→ **INPUT DATA**
# # # # #
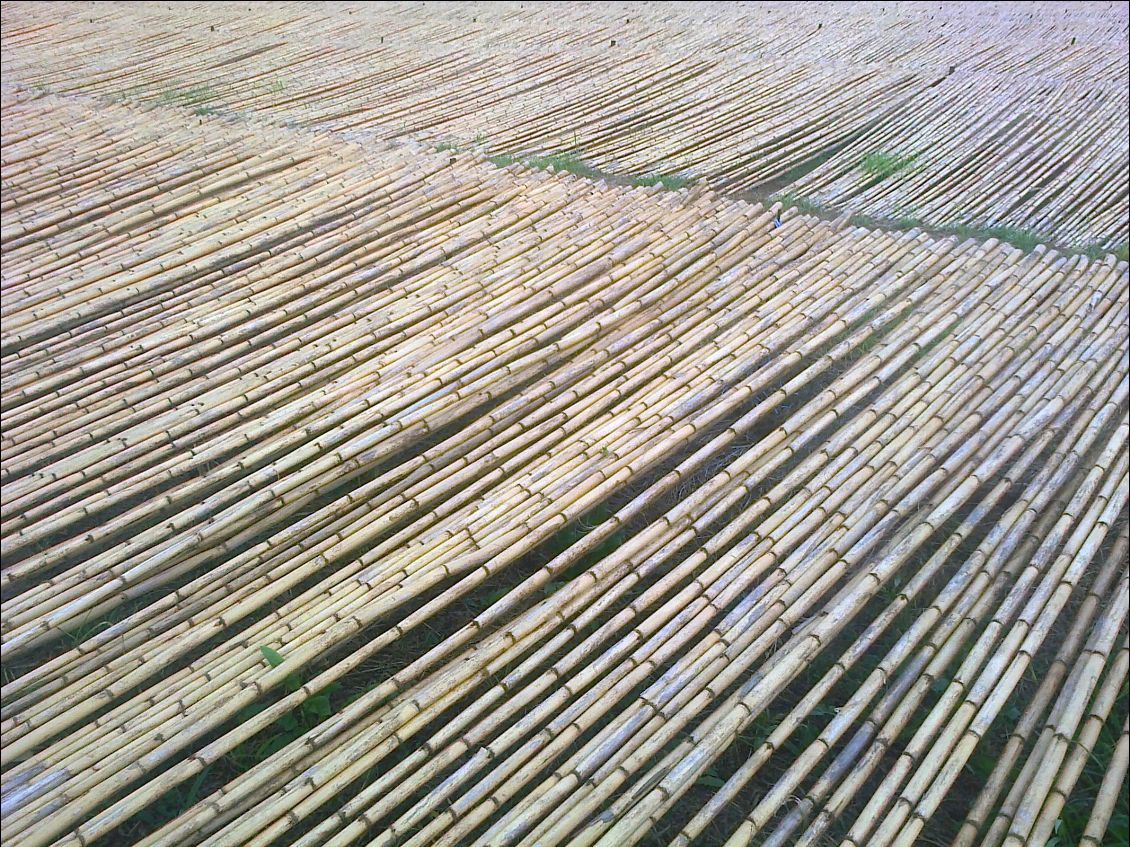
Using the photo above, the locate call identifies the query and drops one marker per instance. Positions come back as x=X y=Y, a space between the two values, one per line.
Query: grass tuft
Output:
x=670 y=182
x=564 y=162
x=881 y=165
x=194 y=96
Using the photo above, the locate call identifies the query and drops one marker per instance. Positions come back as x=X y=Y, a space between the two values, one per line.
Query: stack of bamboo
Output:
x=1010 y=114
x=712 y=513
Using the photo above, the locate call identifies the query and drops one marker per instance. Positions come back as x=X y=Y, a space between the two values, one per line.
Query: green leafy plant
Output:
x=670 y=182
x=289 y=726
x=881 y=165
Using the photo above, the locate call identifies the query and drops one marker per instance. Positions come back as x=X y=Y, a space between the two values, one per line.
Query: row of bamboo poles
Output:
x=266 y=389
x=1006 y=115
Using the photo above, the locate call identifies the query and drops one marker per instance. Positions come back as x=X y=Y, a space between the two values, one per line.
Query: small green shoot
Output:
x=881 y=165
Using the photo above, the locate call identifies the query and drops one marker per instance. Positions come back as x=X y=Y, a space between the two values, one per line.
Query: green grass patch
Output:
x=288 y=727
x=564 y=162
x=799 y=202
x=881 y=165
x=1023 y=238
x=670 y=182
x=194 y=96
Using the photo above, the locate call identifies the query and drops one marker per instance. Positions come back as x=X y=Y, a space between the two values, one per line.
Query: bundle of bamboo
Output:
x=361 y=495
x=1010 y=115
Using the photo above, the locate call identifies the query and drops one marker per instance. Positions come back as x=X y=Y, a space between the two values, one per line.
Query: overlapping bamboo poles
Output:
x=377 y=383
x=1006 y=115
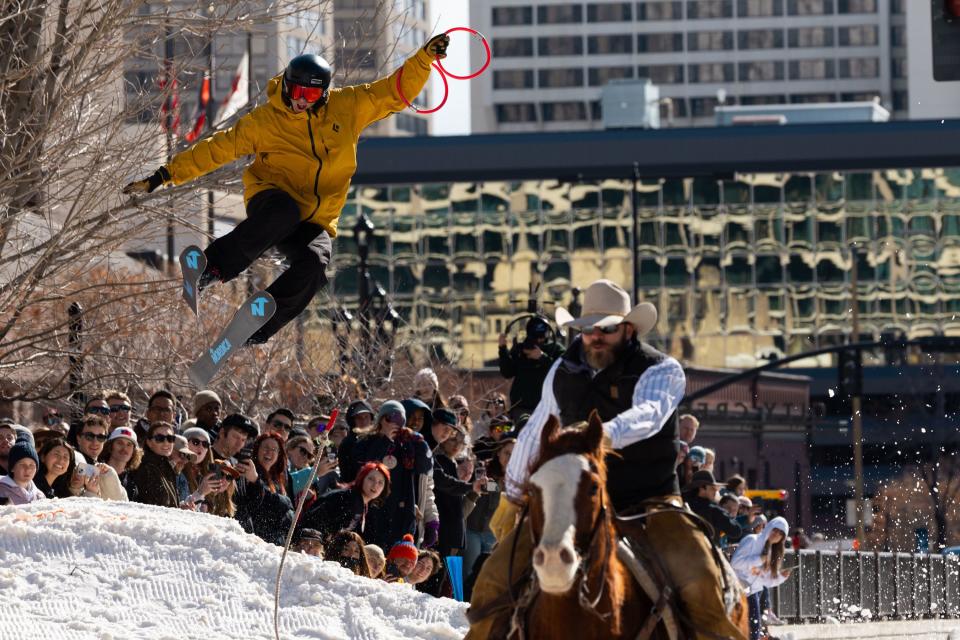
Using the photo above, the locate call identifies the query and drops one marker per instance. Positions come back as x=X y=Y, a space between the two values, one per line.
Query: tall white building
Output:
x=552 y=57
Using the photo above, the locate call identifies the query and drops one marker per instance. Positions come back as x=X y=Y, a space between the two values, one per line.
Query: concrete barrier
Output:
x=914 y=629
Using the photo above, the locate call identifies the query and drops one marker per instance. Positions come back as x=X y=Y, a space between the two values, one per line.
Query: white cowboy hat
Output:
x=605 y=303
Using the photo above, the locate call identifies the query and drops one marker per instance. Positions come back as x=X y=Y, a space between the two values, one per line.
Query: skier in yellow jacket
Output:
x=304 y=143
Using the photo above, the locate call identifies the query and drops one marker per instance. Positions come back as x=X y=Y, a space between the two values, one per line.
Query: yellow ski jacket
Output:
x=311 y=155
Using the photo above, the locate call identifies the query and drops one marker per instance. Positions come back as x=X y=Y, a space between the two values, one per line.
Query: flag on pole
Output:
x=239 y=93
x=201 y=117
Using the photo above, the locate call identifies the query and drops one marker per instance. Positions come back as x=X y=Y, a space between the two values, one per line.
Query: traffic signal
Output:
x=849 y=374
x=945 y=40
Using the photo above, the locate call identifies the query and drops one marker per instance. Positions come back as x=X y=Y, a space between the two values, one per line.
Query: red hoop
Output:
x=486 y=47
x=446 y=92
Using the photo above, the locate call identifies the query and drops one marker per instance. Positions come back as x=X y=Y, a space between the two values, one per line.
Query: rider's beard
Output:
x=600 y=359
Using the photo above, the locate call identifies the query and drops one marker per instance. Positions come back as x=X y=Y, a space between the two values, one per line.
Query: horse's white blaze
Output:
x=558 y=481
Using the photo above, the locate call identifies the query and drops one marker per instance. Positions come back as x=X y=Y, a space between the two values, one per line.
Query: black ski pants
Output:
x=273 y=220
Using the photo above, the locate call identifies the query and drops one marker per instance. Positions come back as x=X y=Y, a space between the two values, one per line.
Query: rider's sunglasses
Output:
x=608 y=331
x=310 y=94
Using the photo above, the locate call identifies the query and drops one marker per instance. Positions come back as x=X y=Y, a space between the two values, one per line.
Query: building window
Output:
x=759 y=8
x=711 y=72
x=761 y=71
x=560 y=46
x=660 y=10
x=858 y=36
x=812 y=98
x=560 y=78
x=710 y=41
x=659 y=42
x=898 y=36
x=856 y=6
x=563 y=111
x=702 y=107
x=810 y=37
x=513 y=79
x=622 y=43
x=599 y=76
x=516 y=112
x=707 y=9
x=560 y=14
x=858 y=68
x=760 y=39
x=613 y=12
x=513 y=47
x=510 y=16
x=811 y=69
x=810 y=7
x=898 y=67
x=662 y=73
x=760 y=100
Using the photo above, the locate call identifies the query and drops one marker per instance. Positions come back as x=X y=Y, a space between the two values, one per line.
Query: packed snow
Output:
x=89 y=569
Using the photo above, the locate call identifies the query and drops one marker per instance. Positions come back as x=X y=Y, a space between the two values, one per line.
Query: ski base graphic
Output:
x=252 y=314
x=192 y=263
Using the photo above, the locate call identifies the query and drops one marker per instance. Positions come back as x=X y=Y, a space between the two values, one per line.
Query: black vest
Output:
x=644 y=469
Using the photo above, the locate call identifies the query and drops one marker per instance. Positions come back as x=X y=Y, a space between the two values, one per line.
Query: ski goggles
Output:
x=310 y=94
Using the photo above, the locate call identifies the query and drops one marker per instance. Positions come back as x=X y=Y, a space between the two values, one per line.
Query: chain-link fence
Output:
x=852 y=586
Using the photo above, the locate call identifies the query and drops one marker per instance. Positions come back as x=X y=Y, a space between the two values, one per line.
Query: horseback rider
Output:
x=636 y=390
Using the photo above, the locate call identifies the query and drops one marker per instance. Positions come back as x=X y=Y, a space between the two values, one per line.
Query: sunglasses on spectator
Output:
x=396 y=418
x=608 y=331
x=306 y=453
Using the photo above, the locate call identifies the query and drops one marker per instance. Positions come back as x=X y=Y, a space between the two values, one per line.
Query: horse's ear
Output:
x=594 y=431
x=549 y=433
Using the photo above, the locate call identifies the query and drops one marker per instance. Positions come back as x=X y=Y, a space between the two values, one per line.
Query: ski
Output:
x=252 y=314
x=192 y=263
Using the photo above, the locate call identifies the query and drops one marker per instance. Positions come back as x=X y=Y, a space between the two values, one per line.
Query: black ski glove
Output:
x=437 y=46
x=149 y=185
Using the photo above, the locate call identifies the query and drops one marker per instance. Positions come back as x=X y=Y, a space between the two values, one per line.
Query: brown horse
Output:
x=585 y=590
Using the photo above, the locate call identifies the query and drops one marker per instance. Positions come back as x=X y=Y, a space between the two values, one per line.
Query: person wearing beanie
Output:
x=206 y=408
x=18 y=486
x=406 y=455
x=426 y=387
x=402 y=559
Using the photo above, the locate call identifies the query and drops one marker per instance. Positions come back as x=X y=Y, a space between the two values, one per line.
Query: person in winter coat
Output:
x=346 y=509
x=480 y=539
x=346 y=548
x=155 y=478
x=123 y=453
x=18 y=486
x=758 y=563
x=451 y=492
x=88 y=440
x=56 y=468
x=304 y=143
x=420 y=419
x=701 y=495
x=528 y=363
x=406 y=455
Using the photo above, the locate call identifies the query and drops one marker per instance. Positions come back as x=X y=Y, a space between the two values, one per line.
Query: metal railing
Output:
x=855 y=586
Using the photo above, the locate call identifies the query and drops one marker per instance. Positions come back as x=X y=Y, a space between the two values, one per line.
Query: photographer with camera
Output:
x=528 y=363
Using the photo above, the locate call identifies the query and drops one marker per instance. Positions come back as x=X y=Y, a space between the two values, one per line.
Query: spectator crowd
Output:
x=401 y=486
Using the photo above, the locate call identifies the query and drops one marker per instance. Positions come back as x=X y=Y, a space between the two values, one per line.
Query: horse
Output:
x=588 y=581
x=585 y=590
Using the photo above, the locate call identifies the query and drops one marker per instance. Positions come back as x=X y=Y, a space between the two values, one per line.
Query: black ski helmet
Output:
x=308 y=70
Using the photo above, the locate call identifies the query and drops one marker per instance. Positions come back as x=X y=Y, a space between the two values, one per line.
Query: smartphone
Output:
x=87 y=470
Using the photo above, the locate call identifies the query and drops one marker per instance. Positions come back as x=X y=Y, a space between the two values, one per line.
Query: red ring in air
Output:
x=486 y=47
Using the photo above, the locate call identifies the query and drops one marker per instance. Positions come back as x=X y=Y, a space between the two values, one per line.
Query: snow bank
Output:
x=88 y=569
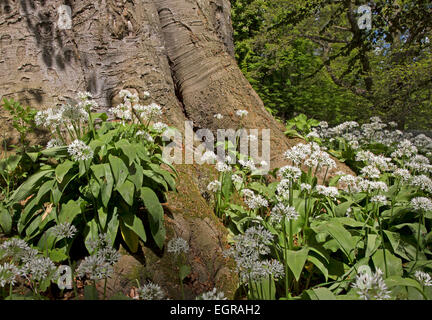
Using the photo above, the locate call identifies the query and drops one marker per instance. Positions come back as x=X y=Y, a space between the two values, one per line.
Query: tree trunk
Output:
# # # # #
→ **WORK ORDER**
Go through the listing above and return each line where the word "yellow" occurs.

→ **THE COMPLETED TASK**
Query: skier in yellow jacket
Query: yellow ski jacket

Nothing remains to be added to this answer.